• **THE TASK**: Write out every entry exactly as it stands.

(Outline labeling records)
************
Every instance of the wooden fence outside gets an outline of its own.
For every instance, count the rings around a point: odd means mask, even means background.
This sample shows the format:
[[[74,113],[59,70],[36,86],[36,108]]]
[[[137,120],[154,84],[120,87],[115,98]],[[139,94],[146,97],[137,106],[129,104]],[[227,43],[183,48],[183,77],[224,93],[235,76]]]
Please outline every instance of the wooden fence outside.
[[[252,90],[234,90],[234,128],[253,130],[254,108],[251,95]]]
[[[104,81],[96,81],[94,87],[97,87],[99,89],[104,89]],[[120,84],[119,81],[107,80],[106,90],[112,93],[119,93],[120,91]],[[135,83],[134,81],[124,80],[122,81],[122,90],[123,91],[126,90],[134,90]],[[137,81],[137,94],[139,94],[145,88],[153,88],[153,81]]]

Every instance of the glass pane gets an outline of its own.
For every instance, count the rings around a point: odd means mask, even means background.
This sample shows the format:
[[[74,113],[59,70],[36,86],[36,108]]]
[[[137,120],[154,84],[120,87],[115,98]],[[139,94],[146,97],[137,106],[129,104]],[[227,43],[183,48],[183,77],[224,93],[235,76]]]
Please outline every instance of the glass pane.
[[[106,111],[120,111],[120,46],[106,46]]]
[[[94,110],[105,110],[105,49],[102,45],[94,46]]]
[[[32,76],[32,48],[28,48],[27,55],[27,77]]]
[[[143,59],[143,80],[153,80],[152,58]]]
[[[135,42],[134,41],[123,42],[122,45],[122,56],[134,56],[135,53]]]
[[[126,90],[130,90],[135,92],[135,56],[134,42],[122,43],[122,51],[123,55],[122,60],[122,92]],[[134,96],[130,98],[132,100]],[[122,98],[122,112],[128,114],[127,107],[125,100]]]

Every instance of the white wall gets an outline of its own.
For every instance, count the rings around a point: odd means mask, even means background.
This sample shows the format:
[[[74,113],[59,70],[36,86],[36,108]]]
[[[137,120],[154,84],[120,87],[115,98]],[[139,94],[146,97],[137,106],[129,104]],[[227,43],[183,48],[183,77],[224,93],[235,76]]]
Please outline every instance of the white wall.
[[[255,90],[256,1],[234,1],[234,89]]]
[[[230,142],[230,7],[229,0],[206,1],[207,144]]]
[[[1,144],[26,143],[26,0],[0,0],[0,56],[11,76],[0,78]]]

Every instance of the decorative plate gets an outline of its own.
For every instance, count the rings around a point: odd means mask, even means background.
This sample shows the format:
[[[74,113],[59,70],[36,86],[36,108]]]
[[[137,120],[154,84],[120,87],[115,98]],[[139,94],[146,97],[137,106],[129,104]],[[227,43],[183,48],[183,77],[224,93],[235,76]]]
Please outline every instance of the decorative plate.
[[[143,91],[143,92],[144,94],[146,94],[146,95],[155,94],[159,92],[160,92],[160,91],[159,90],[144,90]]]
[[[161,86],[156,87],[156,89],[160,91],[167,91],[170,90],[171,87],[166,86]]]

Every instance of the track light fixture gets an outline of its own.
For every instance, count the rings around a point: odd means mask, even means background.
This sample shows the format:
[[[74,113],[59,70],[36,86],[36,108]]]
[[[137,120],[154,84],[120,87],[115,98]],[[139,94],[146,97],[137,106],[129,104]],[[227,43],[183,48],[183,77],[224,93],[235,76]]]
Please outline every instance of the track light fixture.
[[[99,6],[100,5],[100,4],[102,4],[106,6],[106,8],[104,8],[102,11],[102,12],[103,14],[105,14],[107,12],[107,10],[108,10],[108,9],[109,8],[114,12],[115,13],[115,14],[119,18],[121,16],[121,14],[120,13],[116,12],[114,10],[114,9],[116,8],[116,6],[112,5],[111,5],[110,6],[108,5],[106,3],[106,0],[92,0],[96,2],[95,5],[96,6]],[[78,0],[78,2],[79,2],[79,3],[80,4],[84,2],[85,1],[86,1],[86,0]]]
************
• **EXERCISE RESPONSE**:
Every instance of the wooden fence outside gets an outline of its own.
For every instance, count the rings around a point: odd means mask, even means background.
This sample shows the format:
[[[74,113],[59,70],[36,86],[36,108]]]
[[[137,120],[154,84],[120,87],[115,98]],[[139,94],[146,97],[137,106],[129,104]],[[227,43],[183,48],[183,77],[224,93],[235,76]]]
Please outline every instance of the wooden fence outside.
[[[252,90],[234,90],[234,128],[253,130],[254,108],[251,95]]]
[[[104,81],[96,81],[94,87],[97,87],[99,89],[104,89]],[[120,84],[119,81],[107,80],[106,90],[112,93],[119,93],[120,91]],[[135,83],[134,81],[124,80],[122,81],[122,90],[123,91],[126,90],[134,90]],[[137,81],[137,94],[139,94],[145,88],[153,88],[153,81]]]

Every instance of the glass pane gets an outline of its own.
For every instance, count the rings around a point: odd means mask, even means background.
This sample shows the format:
[[[74,113],[59,70],[36,86],[36,108]]]
[[[137,120],[154,84],[120,87],[115,98]],[[139,94],[146,97],[137,106],[129,104]],[[227,43],[183,48],[183,77],[224,93],[235,76]]]
Please outline every instance of the glass pane.
[[[106,111],[120,111],[120,46],[106,46]]]
[[[94,110],[105,110],[105,49],[102,45],[94,46]]]
[[[32,76],[32,48],[28,48],[27,55],[27,77]]]
[[[143,59],[143,80],[153,80],[152,58]]]
[[[135,42],[134,41],[123,42],[122,45],[122,56],[134,56],[135,53]]]
[[[126,90],[130,90],[135,92],[135,56],[134,42],[122,43],[122,51],[123,55],[122,60],[122,92]],[[134,96],[130,98],[132,100]],[[122,98],[122,112],[128,114],[127,107],[125,100]]]

Every instance of the white wall gets an outline of its own.
For every instance, count the rings around a point: odd means mask, even means background.
This sample shows the format:
[[[74,113],[59,70],[36,86],[36,108]]]
[[[137,120],[154,84],[120,87],[115,98]],[[139,94],[146,97],[137,106],[129,104]],[[227,43],[183,48],[183,77],[224,93],[235,76]]]
Please outline every instance of the white wall.
[[[255,90],[256,1],[234,1],[234,89]]]
[[[230,142],[230,7],[229,0],[206,1],[207,144]]]
[[[1,144],[26,143],[26,0],[0,0],[0,56],[11,76],[0,78]]]

Every instance of the decorative plate gets an outline of its own.
For every instance, count the rings around a point: odd means mask, even means background.
This sample shows the format:
[[[74,113],[59,70],[36,86],[36,108]]]
[[[137,120],[154,84],[120,87],[115,98]],[[139,94],[146,97],[137,106],[129,104]],[[227,43],[183,48],[183,77],[224,93],[235,76]]]
Please outline every instance of the decorative plate.
[[[143,91],[143,92],[144,94],[146,94],[146,95],[155,94],[159,92],[160,92],[160,91],[159,90],[144,90]]]
[[[161,86],[156,87],[156,89],[160,91],[167,91],[170,90],[171,87],[166,86]]]

Every instance of the track light fixture gets an outline of its own.
For every instance, count the rings around a point: odd means mask, even means background.
This sample shows the format:
[[[74,113],[59,70],[36,86],[36,108]]]
[[[137,120],[154,84],[120,87],[115,98]],[[139,94],[146,97],[137,106],[129,104]],[[227,43],[183,48],[183,77],[224,93],[235,76]]]
Please outline every instance of the track light fixture.
[[[99,6],[100,5],[100,4],[102,4],[106,6],[106,8],[104,8],[102,11],[102,12],[103,14],[105,14],[107,12],[107,10],[108,10],[108,9],[109,8],[114,12],[115,13],[115,14],[119,18],[121,16],[121,14],[120,13],[116,12],[114,10],[114,9],[116,8],[116,6],[112,5],[111,5],[110,6],[108,5],[106,3],[106,0],[92,0],[96,2],[95,5],[96,6]],[[78,0],[78,2],[79,2],[79,3],[80,4],[84,2],[85,1],[86,1],[86,0]]]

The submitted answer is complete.